Il decreto impugnato, che ha invece addebitato alla parte il periodo di quattro mesi intercorsi tra la dichiarazione di interruzione del processo e la sua riassunzione, è quindi affetto dai denunciati vizi.
Fondata è infine anche la censura concernente l’apprezzamento sulla complessità del caso, apprezzamento dal quale la Corte d’appello ha fatto discendere la possibilità di ritenere ragionevole la durata di quattro anni (anzichè tre) per il giudizio di primo grado, di tre anni (in luogo di due) del giudizio di appello e di due anni (invece di uno) per ciascuno dei gradi successivi.
La motivazione della Corte d’appello si risolve nella affermazione secondo cui "il procedimento era di natura complessa per gli involgimenti di natura medico-legale che ha comportato". Si tratta di motivazione assolutamente inidonea a giustificare la grave conseguenza che la Corte d’appello ne ha tratto, elevando di quattro anni la durata ragionevole complessiva del giudizio presupposto.

**Attività:**
(a) Estrai dal brano la parte che va da "Il decreto impugnato, che" a "dei gradi successivi.".
(b) Indica, per favore, quale durata del giudizio di primo grado la Corte d'appello ha ritenuto ragionevole secondo il brano.

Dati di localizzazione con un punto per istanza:

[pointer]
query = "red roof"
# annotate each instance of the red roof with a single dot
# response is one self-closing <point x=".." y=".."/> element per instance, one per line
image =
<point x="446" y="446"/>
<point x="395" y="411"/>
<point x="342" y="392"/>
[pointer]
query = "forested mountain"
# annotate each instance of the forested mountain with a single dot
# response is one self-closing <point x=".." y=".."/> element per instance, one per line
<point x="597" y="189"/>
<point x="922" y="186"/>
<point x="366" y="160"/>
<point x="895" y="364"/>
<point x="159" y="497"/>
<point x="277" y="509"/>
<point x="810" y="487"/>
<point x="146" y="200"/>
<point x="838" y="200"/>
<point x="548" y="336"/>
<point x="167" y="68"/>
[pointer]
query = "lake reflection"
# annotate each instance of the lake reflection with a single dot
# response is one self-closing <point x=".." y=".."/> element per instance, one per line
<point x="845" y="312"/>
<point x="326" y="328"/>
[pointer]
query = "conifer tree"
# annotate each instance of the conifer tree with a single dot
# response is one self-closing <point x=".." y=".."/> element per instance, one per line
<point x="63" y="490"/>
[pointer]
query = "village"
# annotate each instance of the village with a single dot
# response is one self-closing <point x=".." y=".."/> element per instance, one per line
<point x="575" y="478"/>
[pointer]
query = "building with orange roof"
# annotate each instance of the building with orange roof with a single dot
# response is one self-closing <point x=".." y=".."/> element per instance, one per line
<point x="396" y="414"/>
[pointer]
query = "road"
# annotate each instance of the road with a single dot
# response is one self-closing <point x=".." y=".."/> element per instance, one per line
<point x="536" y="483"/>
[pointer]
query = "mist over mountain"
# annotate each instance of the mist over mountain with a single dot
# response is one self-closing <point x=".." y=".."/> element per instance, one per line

**Risultati per attività:**
(a)
Il decreto impugnato, che ha invece addebitato alla parte il periodo di quattro mesi intercorsi tra la dichiarazione di interruzione del processo e la sua riassunzione, è quindi affetto dai denunciati vizi.
Fondata è infine anche la censura concernente l’apprezzamento sulla complessità del caso, apprezzamento dal quale la Corte d’appello ha fatto discendere la possibilità di ritenere ragionevole la durata di quattro anni (anzichè tre) per il giudizio di primo grado, di tre anni (in luogo di due) del giudizio di appello e di due anni (invece di uno) per ciascuno dei gradi successivi.

(b) Quattro anni, anziché tre.